↓

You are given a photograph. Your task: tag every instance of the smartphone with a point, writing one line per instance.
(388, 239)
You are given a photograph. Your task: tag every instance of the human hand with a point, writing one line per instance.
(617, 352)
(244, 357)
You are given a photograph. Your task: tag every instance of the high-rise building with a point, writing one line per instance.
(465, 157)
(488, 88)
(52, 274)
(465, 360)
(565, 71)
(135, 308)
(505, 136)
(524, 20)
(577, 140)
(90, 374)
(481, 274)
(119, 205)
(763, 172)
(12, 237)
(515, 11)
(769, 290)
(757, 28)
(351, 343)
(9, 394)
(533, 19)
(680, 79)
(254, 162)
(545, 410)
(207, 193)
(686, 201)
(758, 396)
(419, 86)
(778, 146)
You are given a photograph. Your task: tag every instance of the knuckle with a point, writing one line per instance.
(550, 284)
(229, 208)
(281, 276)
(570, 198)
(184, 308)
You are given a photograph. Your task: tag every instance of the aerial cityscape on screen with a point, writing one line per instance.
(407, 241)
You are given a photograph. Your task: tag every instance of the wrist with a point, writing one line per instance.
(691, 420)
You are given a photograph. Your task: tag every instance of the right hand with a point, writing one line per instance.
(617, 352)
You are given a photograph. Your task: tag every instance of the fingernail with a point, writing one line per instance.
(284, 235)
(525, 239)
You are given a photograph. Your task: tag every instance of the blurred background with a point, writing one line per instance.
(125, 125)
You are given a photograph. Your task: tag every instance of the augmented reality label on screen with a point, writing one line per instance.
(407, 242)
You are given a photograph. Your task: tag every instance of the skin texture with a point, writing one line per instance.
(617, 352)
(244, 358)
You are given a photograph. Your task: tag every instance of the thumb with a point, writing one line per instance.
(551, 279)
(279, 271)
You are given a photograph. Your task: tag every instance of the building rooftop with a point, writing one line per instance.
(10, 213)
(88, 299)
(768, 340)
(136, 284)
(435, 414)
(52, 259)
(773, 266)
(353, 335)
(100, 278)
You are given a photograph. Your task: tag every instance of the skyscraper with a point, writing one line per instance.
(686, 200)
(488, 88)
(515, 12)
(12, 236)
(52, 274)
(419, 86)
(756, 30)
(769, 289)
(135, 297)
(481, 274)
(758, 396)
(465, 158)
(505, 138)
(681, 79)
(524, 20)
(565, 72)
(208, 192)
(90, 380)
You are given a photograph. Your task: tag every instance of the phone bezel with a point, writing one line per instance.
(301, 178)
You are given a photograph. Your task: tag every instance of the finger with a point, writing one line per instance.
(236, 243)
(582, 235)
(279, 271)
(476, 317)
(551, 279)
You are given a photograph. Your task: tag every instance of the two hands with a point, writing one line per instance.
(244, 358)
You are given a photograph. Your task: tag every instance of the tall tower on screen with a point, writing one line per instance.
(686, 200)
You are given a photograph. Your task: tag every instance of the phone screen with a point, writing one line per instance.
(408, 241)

↑

What you will do: From the records above, extract each line exactly as shown.

Task result:
You are given a photograph. Your task: tag every instance of the smartphone with a point, writing one line per instance.
(388, 239)
You are given a photograph. Your task: tag every instance of the human hand with a point, writing one line per instance.
(617, 352)
(244, 357)
You are given a photograph. Your task: tag every instance of the high-rise building with a point, writing one line per instance.
(465, 157)
(488, 88)
(52, 274)
(465, 360)
(565, 71)
(135, 308)
(505, 136)
(524, 20)
(577, 140)
(90, 374)
(481, 274)
(119, 205)
(763, 172)
(12, 237)
(515, 11)
(769, 290)
(757, 28)
(351, 343)
(9, 394)
(533, 19)
(680, 79)
(254, 162)
(545, 410)
(207, 193)
(686, 201)
(758, 396)
(419, 86)
(778, 146)
You are given a photograph. Your task: tag every instance of the knuckle with a point, writing one line per instance.
(550, 284)
(229, 208)
(281, 276)
(570, 198)
(184, 308)
You are given a photograph. Your task: tag every instance of the aerial cityscape on screen with a point, writing one line per instance.
(407, 241)
You are given a photograph. Your task: tag every instance of the wrist with a point, writing one line per instance.
(691, 420)
You are given a photograph. Your task: tag every instance of the right hand with a point, writing one line per instance.
(617, 352)
You are given a photograph. Your task: tag every instance of the fingernail with a point, writing one line per instance.
(284, 235)
(525, 239)
You are given a photograph. Your task: tag every instance of the blurred background with a point, writing one line per instance.
(125, 125)
You are given a photograph. Your task: tag every instance of the augmented reality label on screen with a point, writing one line per instance.
(407, 242)
You are given a photograph. Your task: tag every instance of the skin texture with a point, writing one line per instance.
(617, 352)
(244, 358)
You are given a photograph. Your task: tag every instance of the thumb with a point, writing one line per instance.
(551, 279)
(279, 271)
You are given a photograph. Your task: tag every instance of the building rooftop with a point, writing one line per instance.
(10, 213)
(88, 299)
(768, 340)
(136, 284)
(435, 414)
(52, 259)
(773, 266)
(353, 335)
(100, 278)
You are given a photograph. Your task: tag every instance of the skyscraper with a point, writing one line per instance.
(686, 200)
(488, 88)
(515, 12)
(12, 236)
(52, 274)
(419, 86)
(756, 30)
(769, 289)
(135, 297)
(481, 274)
(758, 396)
(465, 158)
(505, 138)
(681, 79)
(524, 20)
(565, 72)
(208, 192)
(90, 380)
You are given a photograph. Your task: tag every instance of the phone bezel with a point, writing one line per instance.
(301, 178)
You are given a photograph. Your task: tag every instance of the finger with a point, writing one line per instance.
(236, 243)
(582, 235)
(279, 271)
(476, 317)
(551, 279)
You are given a photograph. Your task: tag every instance of the two hands with a point, writing one line per instance.
(244, 358)
You are given a photograph. Your task: tag every instance of the tall tower on screen with a point, writing one line per instance.
(686, 200)
You are given a photograph. Your task: tag every instance of the phone screen with a point, writing one line per instance.
(408, 241)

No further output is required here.